* _EXERCISE MATERIALS_:

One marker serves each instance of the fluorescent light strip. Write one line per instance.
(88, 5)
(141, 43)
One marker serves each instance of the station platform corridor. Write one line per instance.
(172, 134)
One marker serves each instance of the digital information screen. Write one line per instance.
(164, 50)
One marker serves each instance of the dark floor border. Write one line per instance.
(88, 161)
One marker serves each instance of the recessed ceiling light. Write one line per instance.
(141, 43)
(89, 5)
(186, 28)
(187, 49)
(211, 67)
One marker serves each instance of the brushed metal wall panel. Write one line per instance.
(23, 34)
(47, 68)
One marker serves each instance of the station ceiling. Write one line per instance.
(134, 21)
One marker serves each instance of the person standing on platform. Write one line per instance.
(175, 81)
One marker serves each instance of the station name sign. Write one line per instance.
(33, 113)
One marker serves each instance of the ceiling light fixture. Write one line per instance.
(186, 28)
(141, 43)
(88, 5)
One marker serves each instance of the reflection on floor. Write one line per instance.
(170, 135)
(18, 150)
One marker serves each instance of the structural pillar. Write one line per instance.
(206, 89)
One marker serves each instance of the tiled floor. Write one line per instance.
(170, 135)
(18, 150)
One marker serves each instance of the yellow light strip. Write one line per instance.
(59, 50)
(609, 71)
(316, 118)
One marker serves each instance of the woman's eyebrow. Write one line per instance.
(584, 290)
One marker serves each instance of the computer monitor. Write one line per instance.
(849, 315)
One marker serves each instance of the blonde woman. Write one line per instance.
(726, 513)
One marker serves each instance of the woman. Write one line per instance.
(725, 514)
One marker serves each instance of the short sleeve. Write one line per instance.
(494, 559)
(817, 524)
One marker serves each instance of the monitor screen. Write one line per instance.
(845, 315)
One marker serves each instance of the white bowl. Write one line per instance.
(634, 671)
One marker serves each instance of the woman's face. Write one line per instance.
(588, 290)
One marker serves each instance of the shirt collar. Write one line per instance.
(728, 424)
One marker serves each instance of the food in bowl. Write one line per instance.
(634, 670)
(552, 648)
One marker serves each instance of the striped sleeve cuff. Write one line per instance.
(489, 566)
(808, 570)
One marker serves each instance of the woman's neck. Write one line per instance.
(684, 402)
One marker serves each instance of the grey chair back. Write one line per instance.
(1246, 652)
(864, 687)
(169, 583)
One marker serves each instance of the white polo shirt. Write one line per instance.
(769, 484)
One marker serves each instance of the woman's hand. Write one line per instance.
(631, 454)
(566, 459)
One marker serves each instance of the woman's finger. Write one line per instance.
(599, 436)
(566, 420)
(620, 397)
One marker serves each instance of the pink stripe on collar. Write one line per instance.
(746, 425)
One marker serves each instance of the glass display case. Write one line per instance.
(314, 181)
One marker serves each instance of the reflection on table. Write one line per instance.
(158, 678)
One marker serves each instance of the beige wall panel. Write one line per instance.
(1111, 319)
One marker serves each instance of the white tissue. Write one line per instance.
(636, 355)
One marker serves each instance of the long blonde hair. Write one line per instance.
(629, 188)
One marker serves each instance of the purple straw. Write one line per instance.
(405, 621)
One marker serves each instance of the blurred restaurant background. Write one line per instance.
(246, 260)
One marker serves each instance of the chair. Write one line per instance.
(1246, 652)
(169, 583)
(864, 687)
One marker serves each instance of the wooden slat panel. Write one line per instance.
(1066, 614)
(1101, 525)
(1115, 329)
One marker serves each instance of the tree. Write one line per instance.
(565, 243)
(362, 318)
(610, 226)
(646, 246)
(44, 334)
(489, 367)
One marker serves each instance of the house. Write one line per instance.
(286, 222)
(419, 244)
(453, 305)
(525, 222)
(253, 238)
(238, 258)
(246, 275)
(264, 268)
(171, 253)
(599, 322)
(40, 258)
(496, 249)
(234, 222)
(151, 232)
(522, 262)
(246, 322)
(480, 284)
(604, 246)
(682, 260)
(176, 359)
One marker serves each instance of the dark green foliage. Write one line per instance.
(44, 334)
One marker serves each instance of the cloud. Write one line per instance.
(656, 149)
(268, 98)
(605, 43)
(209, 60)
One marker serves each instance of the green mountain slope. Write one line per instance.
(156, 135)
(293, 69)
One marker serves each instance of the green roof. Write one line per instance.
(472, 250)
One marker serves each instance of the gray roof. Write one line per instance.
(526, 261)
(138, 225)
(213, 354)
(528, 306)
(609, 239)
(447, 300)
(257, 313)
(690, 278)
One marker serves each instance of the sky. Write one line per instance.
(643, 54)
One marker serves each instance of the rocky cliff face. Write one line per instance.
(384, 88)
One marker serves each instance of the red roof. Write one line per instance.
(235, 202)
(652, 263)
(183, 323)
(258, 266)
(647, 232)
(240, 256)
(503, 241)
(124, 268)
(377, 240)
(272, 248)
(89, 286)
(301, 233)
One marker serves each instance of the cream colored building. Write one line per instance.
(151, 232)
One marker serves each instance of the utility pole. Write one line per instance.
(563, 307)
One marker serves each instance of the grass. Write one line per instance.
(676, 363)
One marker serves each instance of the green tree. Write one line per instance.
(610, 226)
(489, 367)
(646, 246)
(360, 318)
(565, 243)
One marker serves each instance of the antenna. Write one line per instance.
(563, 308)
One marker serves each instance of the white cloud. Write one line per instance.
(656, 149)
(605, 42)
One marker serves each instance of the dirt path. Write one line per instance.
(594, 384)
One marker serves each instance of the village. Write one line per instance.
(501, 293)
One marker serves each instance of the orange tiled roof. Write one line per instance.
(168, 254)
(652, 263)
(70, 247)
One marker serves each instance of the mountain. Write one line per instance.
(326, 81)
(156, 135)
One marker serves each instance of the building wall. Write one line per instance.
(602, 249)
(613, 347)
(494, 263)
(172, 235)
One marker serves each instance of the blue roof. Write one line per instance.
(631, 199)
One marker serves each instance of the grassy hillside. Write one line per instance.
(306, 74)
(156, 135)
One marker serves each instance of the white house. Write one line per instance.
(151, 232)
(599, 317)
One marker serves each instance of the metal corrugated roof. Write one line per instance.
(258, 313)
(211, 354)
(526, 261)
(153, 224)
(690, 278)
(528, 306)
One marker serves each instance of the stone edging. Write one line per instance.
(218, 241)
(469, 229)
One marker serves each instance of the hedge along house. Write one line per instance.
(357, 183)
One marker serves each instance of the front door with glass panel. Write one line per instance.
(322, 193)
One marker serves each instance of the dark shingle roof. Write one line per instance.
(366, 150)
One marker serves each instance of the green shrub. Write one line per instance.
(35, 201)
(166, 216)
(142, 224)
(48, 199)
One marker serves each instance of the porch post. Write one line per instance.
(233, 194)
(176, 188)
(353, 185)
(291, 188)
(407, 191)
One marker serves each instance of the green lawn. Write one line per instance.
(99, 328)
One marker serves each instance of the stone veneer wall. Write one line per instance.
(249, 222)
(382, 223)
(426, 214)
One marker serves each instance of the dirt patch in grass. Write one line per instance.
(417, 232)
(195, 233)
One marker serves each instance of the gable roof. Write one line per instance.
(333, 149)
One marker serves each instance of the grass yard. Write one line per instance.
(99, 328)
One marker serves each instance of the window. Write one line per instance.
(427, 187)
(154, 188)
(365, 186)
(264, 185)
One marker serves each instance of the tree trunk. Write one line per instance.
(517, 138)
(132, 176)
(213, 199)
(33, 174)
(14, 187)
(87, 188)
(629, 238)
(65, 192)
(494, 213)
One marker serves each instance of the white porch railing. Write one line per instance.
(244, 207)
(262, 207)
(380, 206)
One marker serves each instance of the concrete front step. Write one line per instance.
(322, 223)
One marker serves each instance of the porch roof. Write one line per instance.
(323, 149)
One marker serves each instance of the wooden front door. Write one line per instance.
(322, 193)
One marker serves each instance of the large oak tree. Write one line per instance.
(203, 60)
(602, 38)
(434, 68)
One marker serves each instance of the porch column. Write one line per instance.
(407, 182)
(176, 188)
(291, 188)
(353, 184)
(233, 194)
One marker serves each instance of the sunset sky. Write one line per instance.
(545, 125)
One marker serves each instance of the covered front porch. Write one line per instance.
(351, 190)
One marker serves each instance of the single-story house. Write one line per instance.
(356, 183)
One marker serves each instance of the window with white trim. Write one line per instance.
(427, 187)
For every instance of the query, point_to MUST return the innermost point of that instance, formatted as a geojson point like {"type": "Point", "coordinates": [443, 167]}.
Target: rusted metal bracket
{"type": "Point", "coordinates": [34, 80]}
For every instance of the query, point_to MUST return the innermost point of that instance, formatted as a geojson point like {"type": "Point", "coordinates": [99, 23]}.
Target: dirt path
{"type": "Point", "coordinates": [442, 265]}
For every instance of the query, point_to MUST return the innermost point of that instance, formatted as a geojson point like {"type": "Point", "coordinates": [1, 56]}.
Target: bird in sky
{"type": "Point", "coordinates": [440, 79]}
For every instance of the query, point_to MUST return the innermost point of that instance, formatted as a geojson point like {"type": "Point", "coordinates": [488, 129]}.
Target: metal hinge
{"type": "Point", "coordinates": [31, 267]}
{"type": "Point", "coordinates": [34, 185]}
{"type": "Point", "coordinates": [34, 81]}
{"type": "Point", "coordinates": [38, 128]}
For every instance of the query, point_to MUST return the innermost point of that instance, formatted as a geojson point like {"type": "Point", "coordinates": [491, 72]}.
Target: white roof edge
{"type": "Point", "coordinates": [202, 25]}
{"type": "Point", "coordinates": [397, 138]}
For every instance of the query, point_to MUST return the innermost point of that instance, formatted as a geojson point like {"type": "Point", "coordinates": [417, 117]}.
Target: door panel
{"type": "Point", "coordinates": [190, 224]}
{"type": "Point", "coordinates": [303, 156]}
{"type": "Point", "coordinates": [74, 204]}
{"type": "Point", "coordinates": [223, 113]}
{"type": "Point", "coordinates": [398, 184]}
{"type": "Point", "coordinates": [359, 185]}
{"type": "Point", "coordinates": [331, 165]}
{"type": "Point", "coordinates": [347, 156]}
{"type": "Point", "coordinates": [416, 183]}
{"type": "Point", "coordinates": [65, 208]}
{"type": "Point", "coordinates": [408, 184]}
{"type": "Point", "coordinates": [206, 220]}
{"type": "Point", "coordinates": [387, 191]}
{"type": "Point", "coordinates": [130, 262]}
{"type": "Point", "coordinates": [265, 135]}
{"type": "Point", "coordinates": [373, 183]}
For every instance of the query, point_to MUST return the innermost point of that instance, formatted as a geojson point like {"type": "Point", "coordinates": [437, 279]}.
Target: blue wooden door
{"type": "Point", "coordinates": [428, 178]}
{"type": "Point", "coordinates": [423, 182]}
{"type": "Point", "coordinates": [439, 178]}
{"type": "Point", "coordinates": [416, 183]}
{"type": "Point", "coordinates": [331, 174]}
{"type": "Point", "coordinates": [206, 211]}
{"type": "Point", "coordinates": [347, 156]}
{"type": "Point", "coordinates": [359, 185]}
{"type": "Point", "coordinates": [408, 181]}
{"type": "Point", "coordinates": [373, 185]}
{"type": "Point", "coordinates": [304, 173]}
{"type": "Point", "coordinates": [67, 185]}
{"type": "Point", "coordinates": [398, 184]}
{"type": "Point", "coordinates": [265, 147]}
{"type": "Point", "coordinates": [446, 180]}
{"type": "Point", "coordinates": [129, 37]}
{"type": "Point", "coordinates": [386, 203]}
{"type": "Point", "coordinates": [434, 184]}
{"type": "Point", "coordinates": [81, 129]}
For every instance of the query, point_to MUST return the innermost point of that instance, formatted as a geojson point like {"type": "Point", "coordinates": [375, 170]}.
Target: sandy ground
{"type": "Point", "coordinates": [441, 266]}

* _GOAL OF THE EXERCISE_:
Which lines in the rows above contain the string "light"? Display each of them in full, treating uppercase and lowercase as different.

* _THE SOLUTION_:
One marker serves each instance of the fluorescent light strip. Write one line per instance.
One marker serves each instance of the recessed ceiling light. Write one line per instance.
One marker serves each instance of the ceiling light fixture. Write one line per instance.
One marker serves each instance of the yellow light strip. Write one line per instance.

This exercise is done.